§ **Job 1**:
Answer these questions from the biography of Fabio Massimo Cacciatori:
(a) At which university did Cacciatori graduate in Economics?
(b) In what year was he appointed CEO of Virtual Reality & Multi Media Spa?
(c) In which city is the Innovation Center for Digital Creativity and Multimedia Hub that he coordinated?
§ **Job 2**: Rewrite the part of the Cacciatori biography that opens with the words containing "In 2006 Cacciatori" and closes with "3D animation projects.", swapping in "Lumiq Animation" wherever "Lumiq Studios" appears.

§ **Excerpt to read**:
***

Fabio Massimo Cacciatori (2 December 1961, Asti) is an entrepreneur and film producer.
Currently he is Managing Partner at A&G Management Consulting and Chairman of the software and computer systems development company E.magine.

Biography 
Born in Asti on December 2, 1961, Cacciatori graduated in Economics at the University of Turin, Magna Cum Laude and publishing honor.

Career 
Currently he is Managing Partner at A&G Management Consulting and Chairman of the software and computer systems development company E.magine.
Since 1988, Cacciatori took part in complex management consulting projects for many of the major Italian companies, managing restructuring and contributing to the implementation of strategic plans, including international business development, towards a sustainable growth path. Appointed Chief Executive Officer, Cacciatori developed and helped to manage the reorganization and the restructuring of the Versace Group and of Finpiemonte Partecipazioni.

Cacciatori was Board Member of Retroporto Alessandria S.p.A. (2009–2011), President of Bitronvideo S.r.l. (2005–2011), Board Member of De Tomaso (2010), President of Finpiemonte Partecipazioni S.p.A. (2009–2010), Board Member of Film Investment Piedmont Itd (2009–2010), Founder and CEO of 4Talent Human Capital Services (3 different companies Click4Talent, Bancalavoro, Cliccalavoro, with different targets and specializations) (2000–2009),
Founder and Board Member of EuroPMI (2002-2004), and after other experiences in the fashion industries CEO of Versace S.p.A. (2003) until he left following disputes with the Versace family, and Senior Consultant at Arthur Andersen & Co (1986–1989).

In 2006 Cacciatori was appointed CEO of Virtual Reality & Multi Media Spa
 and its subsidiary Lumiq Studios, of which he managed the international revitalization (2006-2013).

As a producer and executive producer, he has been involved in many national and international live action and 3D animation projects.

From 2009 until 2013 Cacciatori was Coordinator of the Innovation Center for Digital Creativity and Multimedia Hub  in Turin, with the aim of supporting local businesses in the development and implementation of technological and digital activities.

Prizes and awards 

 Rotary - Paul Harris Fellow
 Alfieri of Asti
 Winner of the competition for the award of a scholarship from the National Research Council (CNR) - "Analisi delle proiezioni di sviluppo economico in funzione dell'innovazione tecnologica"

***

§ **Supplied material**:

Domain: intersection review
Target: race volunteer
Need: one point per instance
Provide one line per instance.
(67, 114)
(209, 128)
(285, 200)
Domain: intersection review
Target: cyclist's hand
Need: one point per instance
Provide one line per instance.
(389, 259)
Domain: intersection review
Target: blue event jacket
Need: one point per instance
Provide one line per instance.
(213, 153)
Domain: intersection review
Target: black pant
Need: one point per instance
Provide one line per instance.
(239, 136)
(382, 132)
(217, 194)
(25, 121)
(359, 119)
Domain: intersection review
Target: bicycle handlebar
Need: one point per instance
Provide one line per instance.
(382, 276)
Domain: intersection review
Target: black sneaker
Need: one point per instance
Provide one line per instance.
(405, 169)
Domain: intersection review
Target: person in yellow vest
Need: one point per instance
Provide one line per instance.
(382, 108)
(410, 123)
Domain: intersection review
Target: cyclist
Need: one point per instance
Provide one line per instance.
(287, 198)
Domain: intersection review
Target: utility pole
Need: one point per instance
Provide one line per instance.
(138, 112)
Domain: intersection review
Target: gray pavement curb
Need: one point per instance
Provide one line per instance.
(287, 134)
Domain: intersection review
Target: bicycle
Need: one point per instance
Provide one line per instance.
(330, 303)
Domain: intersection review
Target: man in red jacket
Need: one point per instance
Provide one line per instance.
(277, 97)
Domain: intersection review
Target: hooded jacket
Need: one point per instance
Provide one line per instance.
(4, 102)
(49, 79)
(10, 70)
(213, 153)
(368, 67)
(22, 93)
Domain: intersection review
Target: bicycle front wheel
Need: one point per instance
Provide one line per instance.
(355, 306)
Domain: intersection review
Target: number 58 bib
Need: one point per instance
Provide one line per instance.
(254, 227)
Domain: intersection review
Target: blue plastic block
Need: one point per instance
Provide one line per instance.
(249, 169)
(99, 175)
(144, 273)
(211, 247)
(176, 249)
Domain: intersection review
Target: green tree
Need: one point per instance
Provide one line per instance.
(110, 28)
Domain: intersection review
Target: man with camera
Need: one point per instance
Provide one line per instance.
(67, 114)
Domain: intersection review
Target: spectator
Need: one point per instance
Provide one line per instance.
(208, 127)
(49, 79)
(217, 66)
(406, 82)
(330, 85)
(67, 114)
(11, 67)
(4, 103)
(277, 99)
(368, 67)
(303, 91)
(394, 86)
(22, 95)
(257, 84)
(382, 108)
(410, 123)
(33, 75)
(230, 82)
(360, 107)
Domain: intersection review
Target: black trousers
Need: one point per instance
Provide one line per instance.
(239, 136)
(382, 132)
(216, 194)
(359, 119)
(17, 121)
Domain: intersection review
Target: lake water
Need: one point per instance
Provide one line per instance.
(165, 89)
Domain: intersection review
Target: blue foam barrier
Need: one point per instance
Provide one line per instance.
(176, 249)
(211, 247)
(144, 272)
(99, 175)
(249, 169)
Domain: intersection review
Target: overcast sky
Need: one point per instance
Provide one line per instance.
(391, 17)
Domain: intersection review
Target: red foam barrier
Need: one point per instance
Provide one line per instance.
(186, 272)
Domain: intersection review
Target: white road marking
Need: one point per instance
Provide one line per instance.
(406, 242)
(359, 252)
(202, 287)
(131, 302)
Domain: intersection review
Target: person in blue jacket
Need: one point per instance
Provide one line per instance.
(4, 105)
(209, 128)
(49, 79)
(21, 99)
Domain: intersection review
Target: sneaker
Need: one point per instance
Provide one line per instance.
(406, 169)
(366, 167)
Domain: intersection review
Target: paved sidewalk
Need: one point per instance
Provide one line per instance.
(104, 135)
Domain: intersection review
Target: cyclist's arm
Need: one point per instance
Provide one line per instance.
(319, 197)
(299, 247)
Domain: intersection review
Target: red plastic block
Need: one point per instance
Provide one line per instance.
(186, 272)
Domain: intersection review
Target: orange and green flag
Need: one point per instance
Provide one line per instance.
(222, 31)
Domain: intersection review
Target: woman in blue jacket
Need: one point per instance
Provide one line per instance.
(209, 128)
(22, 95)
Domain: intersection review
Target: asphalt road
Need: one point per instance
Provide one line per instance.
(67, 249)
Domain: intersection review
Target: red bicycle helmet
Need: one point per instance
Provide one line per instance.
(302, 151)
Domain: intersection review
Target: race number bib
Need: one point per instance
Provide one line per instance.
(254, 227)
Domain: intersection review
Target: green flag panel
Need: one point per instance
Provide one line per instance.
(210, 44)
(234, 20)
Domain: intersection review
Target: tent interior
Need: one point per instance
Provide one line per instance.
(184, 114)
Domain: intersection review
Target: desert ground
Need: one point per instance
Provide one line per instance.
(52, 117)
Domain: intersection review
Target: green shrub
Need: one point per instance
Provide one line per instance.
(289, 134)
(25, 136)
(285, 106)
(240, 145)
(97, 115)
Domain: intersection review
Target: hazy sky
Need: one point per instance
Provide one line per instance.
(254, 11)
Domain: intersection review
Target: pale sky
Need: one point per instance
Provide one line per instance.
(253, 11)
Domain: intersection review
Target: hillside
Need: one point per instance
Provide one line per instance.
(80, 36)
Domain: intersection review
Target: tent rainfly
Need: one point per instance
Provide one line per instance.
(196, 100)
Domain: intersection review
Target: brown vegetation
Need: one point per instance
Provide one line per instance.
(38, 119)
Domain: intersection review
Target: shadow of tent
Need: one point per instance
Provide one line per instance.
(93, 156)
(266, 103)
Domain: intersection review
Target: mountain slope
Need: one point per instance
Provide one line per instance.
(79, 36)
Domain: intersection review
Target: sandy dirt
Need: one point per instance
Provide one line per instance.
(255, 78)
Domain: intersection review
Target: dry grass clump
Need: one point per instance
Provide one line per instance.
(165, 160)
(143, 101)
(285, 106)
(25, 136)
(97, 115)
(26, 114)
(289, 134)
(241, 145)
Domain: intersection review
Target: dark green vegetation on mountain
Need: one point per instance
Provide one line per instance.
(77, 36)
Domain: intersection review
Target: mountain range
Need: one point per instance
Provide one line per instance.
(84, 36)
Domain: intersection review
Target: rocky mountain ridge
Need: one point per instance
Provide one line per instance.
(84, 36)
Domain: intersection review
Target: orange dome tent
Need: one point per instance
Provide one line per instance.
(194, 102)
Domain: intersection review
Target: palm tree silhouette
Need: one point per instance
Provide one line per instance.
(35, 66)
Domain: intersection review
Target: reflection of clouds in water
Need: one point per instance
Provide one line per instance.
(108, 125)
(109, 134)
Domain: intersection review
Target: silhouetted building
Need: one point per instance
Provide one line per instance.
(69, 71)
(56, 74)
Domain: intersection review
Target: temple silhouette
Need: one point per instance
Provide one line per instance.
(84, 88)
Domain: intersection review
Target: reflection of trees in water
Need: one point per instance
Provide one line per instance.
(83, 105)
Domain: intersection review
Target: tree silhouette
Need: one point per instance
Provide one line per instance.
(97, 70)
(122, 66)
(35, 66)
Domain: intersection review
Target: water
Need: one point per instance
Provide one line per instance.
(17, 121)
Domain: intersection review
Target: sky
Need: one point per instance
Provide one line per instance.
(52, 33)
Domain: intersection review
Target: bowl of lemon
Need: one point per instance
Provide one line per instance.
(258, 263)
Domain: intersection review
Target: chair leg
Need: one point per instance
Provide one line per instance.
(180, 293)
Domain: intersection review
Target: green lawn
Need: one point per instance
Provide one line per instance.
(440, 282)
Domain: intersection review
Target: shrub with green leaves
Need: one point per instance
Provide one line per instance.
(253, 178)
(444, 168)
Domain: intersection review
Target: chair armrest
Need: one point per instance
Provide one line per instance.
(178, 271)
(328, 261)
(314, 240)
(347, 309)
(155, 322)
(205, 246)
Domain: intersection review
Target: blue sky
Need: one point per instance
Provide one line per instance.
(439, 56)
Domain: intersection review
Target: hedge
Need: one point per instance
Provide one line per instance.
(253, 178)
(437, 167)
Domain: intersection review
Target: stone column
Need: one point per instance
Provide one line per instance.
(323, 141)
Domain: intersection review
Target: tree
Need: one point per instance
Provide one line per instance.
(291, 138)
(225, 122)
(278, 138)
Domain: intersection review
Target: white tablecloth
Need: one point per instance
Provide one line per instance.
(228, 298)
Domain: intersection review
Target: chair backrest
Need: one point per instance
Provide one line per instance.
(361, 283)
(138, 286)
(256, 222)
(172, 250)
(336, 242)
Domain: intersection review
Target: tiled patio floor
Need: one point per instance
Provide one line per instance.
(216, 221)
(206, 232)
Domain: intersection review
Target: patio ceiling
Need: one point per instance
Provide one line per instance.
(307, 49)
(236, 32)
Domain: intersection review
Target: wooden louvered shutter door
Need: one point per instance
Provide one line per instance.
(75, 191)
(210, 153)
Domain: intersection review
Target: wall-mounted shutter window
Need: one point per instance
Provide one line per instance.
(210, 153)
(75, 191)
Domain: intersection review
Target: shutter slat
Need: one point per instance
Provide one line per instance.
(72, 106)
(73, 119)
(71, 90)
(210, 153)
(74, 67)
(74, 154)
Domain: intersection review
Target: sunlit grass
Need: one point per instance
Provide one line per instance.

***

§ **Worked answer 1**:
(a) The University of Turin
(b) 2006
(c) Turin

§ **Worked answer 2**:
In 2006 Cacciatori was appointed CEO of Virtual Reality & Multi Media Spa
 and its subsidiary Lumiq Animation, of which he managed the international revitalization (2006-2013).

As a producer and executive producer, he has been involved in many national and international live action and 3D animation projects.